■ INPUT
▬▬▬▬▬▬

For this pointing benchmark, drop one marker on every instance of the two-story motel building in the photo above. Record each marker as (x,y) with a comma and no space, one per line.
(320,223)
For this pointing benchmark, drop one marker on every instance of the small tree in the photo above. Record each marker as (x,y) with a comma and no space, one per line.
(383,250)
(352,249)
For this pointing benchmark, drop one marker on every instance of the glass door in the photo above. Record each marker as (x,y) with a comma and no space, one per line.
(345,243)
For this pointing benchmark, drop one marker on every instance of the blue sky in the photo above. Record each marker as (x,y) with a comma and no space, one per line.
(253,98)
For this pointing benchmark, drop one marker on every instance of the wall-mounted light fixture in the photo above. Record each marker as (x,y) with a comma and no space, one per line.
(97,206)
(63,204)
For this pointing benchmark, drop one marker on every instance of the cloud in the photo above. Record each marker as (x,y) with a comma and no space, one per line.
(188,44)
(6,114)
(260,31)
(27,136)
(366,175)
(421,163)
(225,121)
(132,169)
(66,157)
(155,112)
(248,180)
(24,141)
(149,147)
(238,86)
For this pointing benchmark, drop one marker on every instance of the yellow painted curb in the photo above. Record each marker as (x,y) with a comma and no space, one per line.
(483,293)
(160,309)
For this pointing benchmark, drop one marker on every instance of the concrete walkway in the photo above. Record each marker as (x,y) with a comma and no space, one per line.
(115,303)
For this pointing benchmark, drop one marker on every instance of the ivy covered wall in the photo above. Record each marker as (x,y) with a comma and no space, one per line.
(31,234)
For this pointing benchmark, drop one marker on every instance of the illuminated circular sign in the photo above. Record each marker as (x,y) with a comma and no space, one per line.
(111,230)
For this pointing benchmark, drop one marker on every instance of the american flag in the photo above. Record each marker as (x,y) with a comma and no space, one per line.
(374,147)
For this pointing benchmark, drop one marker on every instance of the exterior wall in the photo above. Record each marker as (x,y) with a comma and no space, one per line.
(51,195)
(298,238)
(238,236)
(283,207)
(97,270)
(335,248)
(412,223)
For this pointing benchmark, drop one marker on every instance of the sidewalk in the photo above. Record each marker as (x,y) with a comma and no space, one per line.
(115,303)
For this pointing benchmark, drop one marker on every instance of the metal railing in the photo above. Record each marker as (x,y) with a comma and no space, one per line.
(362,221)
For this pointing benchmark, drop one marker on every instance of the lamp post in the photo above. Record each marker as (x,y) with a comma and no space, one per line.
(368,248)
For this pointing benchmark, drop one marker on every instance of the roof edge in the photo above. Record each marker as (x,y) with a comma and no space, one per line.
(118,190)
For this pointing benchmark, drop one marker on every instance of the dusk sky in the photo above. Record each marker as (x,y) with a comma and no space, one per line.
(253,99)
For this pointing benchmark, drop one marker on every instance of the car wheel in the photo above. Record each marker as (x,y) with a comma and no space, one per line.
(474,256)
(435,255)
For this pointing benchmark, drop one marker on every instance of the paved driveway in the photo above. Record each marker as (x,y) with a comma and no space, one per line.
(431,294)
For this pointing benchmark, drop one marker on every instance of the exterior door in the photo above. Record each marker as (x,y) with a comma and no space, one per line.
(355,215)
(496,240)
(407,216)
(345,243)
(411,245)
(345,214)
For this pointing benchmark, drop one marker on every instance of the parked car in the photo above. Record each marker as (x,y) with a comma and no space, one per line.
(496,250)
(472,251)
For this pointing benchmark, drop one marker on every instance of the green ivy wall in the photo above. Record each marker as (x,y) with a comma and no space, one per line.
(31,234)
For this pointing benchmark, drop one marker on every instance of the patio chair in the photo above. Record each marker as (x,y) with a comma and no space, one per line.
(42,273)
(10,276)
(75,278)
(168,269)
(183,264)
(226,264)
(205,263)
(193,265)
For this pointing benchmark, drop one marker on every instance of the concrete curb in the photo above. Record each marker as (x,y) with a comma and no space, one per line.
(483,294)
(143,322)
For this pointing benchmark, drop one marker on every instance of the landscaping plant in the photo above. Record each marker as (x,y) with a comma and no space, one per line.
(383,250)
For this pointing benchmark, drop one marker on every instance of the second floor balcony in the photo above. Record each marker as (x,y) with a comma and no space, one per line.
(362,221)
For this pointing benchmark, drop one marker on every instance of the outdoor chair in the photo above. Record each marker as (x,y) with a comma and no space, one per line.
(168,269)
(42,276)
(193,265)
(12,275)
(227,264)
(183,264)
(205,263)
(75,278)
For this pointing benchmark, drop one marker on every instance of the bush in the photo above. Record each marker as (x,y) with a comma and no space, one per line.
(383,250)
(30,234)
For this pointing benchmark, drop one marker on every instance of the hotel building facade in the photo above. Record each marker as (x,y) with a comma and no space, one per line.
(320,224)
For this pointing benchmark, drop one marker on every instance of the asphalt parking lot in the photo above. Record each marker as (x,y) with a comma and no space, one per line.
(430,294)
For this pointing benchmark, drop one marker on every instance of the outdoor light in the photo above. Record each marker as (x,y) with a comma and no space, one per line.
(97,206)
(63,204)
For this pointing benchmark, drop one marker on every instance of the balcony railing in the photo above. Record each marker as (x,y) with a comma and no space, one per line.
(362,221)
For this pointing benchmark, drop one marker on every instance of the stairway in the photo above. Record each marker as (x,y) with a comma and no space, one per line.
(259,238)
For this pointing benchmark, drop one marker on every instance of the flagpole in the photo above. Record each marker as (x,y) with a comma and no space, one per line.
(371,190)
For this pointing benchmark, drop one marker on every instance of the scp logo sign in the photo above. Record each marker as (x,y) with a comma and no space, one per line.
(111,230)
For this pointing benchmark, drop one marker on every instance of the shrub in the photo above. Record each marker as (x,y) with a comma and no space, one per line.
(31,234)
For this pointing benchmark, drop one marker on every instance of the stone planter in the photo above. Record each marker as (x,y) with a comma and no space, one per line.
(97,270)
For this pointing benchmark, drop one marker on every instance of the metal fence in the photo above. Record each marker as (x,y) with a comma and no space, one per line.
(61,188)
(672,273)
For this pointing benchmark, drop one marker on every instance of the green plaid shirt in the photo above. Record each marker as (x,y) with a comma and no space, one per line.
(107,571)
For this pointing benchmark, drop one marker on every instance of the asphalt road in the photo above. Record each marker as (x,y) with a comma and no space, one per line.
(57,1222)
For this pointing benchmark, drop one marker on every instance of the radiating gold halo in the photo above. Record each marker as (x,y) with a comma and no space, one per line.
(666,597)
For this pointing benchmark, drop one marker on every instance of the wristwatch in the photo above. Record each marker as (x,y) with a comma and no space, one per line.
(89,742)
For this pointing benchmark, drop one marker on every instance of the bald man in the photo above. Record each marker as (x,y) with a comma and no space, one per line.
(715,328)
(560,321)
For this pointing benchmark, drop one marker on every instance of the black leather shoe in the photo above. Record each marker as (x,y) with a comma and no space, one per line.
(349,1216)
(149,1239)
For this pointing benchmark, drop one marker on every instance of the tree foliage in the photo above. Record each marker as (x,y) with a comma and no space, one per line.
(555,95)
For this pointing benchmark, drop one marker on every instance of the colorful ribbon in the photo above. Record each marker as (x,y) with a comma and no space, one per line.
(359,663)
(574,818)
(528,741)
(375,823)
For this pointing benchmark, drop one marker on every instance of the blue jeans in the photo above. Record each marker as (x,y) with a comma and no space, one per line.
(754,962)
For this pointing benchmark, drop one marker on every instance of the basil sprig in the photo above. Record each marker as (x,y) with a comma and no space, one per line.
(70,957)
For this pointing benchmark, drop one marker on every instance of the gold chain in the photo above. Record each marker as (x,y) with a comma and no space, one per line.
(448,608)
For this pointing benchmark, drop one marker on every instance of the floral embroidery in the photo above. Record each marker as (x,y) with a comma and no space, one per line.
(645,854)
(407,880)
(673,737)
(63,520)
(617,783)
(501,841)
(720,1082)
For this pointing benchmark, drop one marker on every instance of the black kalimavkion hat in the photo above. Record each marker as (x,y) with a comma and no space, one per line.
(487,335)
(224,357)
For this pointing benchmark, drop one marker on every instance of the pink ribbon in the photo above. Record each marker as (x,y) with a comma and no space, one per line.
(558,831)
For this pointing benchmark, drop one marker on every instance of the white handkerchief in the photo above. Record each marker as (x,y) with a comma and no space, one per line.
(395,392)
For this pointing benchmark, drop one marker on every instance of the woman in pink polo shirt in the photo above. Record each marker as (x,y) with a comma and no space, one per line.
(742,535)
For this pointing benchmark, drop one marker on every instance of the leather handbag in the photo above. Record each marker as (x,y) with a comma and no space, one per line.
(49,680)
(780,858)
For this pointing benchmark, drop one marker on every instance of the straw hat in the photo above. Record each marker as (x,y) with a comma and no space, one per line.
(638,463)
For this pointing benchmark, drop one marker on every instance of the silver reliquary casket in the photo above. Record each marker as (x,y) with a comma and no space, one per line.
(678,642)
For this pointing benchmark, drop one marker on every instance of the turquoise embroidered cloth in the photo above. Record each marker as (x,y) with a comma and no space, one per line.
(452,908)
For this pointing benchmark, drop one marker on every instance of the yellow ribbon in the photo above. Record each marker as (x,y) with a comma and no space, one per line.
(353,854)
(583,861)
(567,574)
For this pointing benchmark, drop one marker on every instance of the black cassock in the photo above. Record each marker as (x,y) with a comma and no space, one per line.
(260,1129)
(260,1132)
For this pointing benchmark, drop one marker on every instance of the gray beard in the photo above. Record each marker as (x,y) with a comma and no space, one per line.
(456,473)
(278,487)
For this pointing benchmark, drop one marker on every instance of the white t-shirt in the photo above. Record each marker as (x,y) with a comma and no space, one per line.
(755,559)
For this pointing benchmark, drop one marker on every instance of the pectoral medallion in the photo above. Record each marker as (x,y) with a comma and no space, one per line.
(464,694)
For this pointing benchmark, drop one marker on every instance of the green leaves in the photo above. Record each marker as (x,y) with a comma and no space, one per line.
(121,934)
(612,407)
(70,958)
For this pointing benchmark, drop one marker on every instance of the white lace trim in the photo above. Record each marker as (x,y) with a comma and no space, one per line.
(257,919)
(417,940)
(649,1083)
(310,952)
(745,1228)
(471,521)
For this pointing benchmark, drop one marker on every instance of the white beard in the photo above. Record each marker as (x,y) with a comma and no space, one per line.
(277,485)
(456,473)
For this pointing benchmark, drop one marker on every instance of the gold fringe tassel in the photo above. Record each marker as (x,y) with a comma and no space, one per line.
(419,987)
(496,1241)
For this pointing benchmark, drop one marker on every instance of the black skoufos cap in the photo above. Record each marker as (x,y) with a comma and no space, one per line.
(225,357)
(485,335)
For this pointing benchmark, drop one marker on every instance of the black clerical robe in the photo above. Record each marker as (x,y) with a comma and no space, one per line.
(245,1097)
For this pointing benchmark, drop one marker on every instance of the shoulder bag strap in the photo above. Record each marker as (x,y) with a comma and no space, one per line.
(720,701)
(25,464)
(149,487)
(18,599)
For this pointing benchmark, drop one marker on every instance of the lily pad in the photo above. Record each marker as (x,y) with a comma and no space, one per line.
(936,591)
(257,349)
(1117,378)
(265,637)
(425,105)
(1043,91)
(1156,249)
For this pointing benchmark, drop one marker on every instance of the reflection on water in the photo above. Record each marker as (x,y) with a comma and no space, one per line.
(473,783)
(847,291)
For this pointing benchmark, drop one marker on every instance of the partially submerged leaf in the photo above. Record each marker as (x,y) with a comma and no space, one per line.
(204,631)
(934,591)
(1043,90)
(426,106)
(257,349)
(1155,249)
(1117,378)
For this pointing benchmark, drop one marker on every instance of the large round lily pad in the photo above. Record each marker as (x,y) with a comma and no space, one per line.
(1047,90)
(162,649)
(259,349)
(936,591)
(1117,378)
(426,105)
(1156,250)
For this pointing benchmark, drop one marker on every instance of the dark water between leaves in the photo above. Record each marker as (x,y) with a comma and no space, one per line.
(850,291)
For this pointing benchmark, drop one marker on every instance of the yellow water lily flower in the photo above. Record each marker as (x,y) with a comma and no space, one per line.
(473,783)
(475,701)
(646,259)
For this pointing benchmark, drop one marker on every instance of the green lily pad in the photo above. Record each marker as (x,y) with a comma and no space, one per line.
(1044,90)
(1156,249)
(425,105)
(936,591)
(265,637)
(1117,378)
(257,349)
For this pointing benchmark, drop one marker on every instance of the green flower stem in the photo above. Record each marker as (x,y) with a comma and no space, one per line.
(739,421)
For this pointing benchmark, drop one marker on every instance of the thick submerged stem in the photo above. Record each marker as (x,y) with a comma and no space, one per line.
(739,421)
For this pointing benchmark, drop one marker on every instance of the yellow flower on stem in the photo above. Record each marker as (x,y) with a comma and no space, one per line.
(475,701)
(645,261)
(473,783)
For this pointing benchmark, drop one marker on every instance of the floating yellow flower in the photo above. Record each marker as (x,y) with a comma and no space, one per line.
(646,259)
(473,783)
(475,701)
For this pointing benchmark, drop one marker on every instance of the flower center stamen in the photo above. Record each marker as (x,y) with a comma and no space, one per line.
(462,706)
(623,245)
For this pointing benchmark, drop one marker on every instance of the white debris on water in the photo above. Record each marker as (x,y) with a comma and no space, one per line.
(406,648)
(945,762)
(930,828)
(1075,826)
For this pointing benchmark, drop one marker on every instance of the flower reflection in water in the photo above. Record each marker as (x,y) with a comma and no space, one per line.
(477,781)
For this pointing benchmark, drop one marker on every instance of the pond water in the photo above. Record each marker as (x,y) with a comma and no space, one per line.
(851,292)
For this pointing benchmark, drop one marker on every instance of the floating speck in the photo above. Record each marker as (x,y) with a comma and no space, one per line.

▬▬▬▬▬▬

■ THE EXERCISE
Begin at the line containing "the white debris" and reproduce each line through the end of the records above.

■ WORKED ANSWER
For this pointing benchmark, drop one marker on every instance of the white debris on water in the photo above. Record each marker as (x,y) with a comma and no space, one per line.
(406,648)
(945,762)
(930,828)
(1075,826)
For this pointing benchmark, drop one marker on every instance of the flower reflection in water in the photo above. Record each marker as (x,y) with a comma and no space, one per line.
(477,781)
For this pointing benchmark, drop one marker on every instance of the pond water in the photo above. Record each marker as (x,y) with a comma and no space, one per line.
(851,292)
For this pointing benchmark, drop one marker on every instance of the floating speck in the photo above. Record each marker as (x,y) with a comma and no space, one per line.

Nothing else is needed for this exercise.